**Text excerpt:**
⁂

Chapter 3 Webex

Use the following code to install webex from CRAN:

install.packages("webex")

If you're using bookdown 0.22, you need to use webex version 0.9.2 or above to avoid an error when you use the hide() function.

The webex package is called in the setup chunk, so you don't need to call it on every page you want to use webex.

If you're using webex outside of this bookdown template, such as in an rmarkdown webpage, you will need to set the output type to webex::webex_default in the yaml header in order to import the css and javascript files. To create a file from the webex template in RStudio, click File -> New File... -> RMarkdown and in the dialog box that appears, select From Template and choose Web Exercises.

3.1 Fill-In-The-Blanks (fitb())

Create fill-in-the-blank questions using fitb(), providing the answer as the first argument (e.g., fitb("4")).

  • 2 + 2 is

You can also create these questions dynamically, using variables from your R session (e.g., x <- sample(2:8, 1); fitb(x)).

  • The square root of 25 is:

The blanks are case-sensitive; if you don't care about case, use the argument ignore_case = TRUE (e.g., fitb("E", ignore_case = TRUE)).

  • What is the letter after D?

If you want to ignore differences in whitespace use, use the argument ignore_ws = TRUE and include spaces in your answer anywhere they could be acceptable (e.g., fitb("library( tidyverse )")).

  • How do you load the tidyverse package?

You can set more than one possible correct answer by setting the answers as a vector (e.g., fitb(c("A", "E", "I", "O" , "U"), ignore_case = TRUE)).

⁂

**Available data:**
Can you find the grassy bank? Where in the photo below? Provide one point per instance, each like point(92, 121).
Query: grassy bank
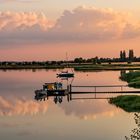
point(129, 103)
point(133, 79)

⁂

**Problems to solve:**
A: In the webex text, which webex version must be used with bookdown 0.22 to avoid an error with the hide() function?
B: Pick up the webex package text after its last sentence and keep writing.

**The responses:**
A: Webex version 0.9.2 or above.

B:
  • Type a vowel:

You can use regular expressions to test answers against more complex rules (e.g., fitb("^[a-zA-Z]{3}$", width = 3, regex = TRUE)),.

  • Type any 3 letters:

3.2 Multiple Choice (mcq())

Make a multiple choice question by setting the first argument to mcq() to a vector where the answer(s) are labeled answer (e.g., mcq(c("0", "3.14", answer = "42", "100", "none of the above")))

  • "Never gonna give you up, never gonna: "
  • "I down in Africa"
  • "There's nothing that a hundred men could ever do"

3.3 True or False (torf())

You can make a quick true-of-false option using torf() (e.g., torf(FALSE)).

  • You can permute values in a vector using sample().

3.4 Hidden solutions and hints (hide() and unhide())

You can fence off a solution area that will be hidden behind a button using hide() before the solution and unhide() after, each as inline R code. Pass the text you want to appear on the button to the hide() function.

If the solution is an RMarkdown code chunk, instead of using hide() and unhide(), simply set the webex.hide chunk option to TRUE, or set it to the string you wish to display on the button.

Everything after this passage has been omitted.